#### Task brief
Scale the material below by copying out every line and multiplying each polygon coordinate in the outputs by 1.7, rounded to the nearest whole number with halves rounded up. Change nothing else, and leave the picture out of your answer.

--- begin ---

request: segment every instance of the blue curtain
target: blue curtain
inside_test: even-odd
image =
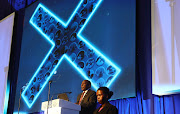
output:
[[[118,108],[119,114],[179,114],[180,95],[155,96],[143,100],[142,94],[135,98],[110,101]]]
[[[36,0],[0,0],[0,19],[16,11],[13,55],[11,57],[11,93],[8,114],[12,114],[15,100],[18,61],[20,54],[23,8]],[[16,39],[16,40],[15,40]],[[155,96],[152,91],[151,68],[151,0],[136,1],[136,88],[135,98],[110,101],[119,114],[179,114],[180,94]],[[14,90],[14,91],[13,91]],[[119,93],[120,94],[120,93]],[[99,106],[99,105],[98,105]],[[37,112],[34,114],[43,113]]]

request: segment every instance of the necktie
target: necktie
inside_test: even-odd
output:
[[[81,98],[79,99],[79,105],[81,104],[81,101],[83,99],[84,93],[85,93],[85,91],[83,91],[83,93],[81,94]]]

--- end ---

#### Exercise output
request: segment every instance of the blue curtain
target: blue curtain
inside_test: even-odd
image =
output:
[[[201,184],[202,194],[304,194],[306,162],[264,163],[243,170],[241,160],[230,167],[187,172]]]
[[[61,0],[0,0],[0,32],[27,19],[22,94],[19,97],[19,158],[14,194],[20,194],[26,170],[31,104],[34,92],[39,14]],[[27,66],[27,68],[26,68]],[[264,163],[258,155],[257,116],[257,0],[231,2],[231,150],[230,167],[187,172],[202,194],[304,194],[306,160]],[[24,153],[24,155],[22,155]],[[202,158],[204,160],[204,158]],[[168,180],[168,179],[167,179]],[[63,190],[58,194],[73,192]]]

request: segment every instance of the necktie
target: necktie
inside_test: even-odd
output:
[[[138,167],[134,168],[134,179],[138,177],[138,172],[141,168],[143,158],[145,158],[145,155],[141,155],[141,158],[138,160]]]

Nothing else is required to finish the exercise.